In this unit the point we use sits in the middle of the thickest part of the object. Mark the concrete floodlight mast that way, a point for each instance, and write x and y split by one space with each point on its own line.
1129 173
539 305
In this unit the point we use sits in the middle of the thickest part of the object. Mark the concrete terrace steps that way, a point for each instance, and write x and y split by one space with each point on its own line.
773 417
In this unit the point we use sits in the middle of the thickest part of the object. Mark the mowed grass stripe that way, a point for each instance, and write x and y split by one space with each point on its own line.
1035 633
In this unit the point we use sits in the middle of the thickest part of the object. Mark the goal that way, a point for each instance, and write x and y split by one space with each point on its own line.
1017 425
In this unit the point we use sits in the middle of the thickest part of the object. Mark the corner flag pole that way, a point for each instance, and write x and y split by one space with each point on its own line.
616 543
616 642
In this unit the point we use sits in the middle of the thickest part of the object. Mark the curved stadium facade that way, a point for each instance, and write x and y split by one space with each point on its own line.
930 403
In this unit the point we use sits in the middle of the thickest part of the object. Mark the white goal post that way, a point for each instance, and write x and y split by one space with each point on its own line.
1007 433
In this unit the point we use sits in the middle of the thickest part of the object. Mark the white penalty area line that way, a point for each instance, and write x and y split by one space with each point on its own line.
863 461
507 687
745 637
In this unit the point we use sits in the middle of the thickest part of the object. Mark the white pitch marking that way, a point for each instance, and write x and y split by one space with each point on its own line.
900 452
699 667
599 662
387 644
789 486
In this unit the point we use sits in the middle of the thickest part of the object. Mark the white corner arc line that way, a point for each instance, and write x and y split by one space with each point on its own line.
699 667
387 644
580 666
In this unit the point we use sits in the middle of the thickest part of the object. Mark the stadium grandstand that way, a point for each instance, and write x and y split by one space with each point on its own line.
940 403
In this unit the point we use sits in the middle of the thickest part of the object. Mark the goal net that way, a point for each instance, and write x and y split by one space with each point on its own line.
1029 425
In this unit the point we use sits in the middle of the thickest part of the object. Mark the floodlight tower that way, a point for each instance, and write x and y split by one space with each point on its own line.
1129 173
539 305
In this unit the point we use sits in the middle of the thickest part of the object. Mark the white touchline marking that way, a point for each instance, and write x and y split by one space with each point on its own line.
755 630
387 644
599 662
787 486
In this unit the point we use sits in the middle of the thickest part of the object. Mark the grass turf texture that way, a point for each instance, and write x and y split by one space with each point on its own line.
====
**Task to carry out:** Output the entire listing exactly, including each line.

**Exercise solution:**
In this unit the point we use sits in the middle of the thickest part of the object. Mark the concrete floodlight mast that way, a point for each instance, and write x and y split by one space with each point on its own line.
1129 173
539 305
In this unit the point we use sits in the middle of the thickest part of the object. Mark the concrete terrace steps that way, a point for each instance, and write x and y split by one space with each point on its own line.
773 417
In this unit the point we use sits in the middle of the thickest part of the object. Mark the mowed grass stripe that way, a point for each instance, and write x and y split by one space with each point on its own line.
1035 633
In this unit the point we use sits in the middle of the thickest part of the object. Mark the goal that way, a point for each instance, and write x and y split by one space with each point on its own line.
1017 425
In this unit the point we use sits in the middle of the thickest part of the object. Mark the corner flag pole that way, a point for each instance, and write x and y split by one space with each point on its own line.
616 543
616 642
In this unit the point we use sits in the middle of the thickest part of the object. Mark the curved stadium facade that way, a point for each instance, and write x and y split by one space with each point on its own line.
930 403
In this unit the point we use sits in the middle of the thickest part of the object. Mark the white goal post that way, a point for each instance, and write x and y split by one space with each point on its own line.
1007 433
In this unit the point we use sits in the middle of the thickest part of the object. Mark the white penalty area line that way, a point for each instance, and write x and y split by one space with each point on its own line.
863 461
507 687
745 637
In this unit the point we use sits in the middle of the thickest part of the object. Mark the white pitch marking that way, a point for each instance, and write x and y split by one space with each point on its own line.
900 452
699 667
599 662
387 644
789 486
In this unit the point we use sits in the middle of the thickest part of the object. Mark the white corner arc line that way, a point for each instance, and write x and y split by one space with each point on its own line.
699 667
387 644
580 666
In this unit the point we use sits in the middle of the thickest part of the object. Mark the stadium grandstand that way, a point for each instance, and write x and y split by one space with each point on its own line.
940 403
In this unit the point we use sits in the middle of the thickest part of the object. Mark the goal net that way, a point for each instance, and write x and y split by one space with each point on its own line.
1029 425
In this unit the point we use sits in the middle of the thickest part of the object. Mark the floodlight tower that way, a point for each instance, and write x and y split by one space with each point on its own line.
1129 173
539 305
In this unit the point we use sits in the middle of the thickest part of the object. Mark the white touchline marking that way, a point for each instance, and write x and y split by one space with each point on its own line.
755 630
387 644
599 662
787 486
In this unit the point we use sits in the middle of the thickest part of the object. Mark the grass turf texture that way, a point for each instance, and write x and y split by one space with each point on its own line.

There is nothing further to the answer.